AIM OF THE EXERCISE – Begin at the line that contains "Locate every instance of the red" and continue through the end of the data, reproducing every line with its wording unchanged. Scale each coordinate in the answers by 0.85 and round it to the nearest whole number, rounding halves up.

Data items
+--

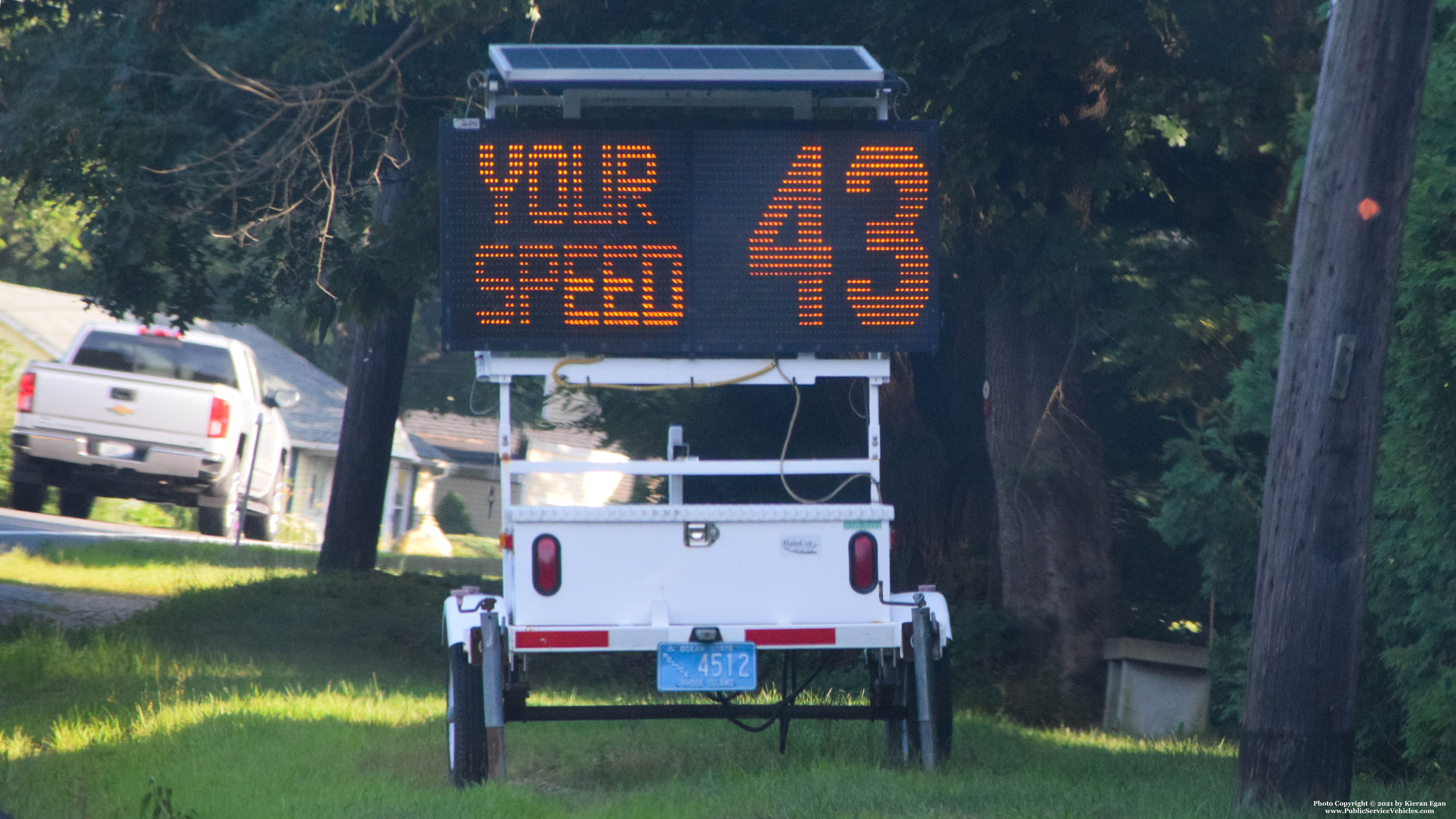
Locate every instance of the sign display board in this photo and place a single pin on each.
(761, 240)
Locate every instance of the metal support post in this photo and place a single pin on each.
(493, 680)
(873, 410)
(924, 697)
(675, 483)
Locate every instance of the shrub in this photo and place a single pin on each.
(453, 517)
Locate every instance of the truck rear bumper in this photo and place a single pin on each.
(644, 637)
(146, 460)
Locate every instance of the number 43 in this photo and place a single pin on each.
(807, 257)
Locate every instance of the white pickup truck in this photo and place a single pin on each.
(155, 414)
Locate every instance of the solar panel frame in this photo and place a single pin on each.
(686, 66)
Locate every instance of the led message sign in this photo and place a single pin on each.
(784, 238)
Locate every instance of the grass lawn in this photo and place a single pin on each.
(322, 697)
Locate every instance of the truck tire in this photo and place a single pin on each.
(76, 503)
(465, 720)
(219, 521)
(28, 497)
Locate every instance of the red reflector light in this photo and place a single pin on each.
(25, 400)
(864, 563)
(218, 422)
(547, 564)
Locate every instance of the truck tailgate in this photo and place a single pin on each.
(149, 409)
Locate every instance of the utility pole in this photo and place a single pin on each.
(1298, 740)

+--

FINISHED ANSWER –
Locate every instance of the red reflector light in this photo and place a single pin on each.
(21, 340)
(734, 479)
(185, 359)
(465, 479)
Locate every instance of the truck tailgate in this photo and place a single pin on each.
(127, 348)
Locate every instance of the utility pole in this photo and place a single pin on each.
(1103, 629)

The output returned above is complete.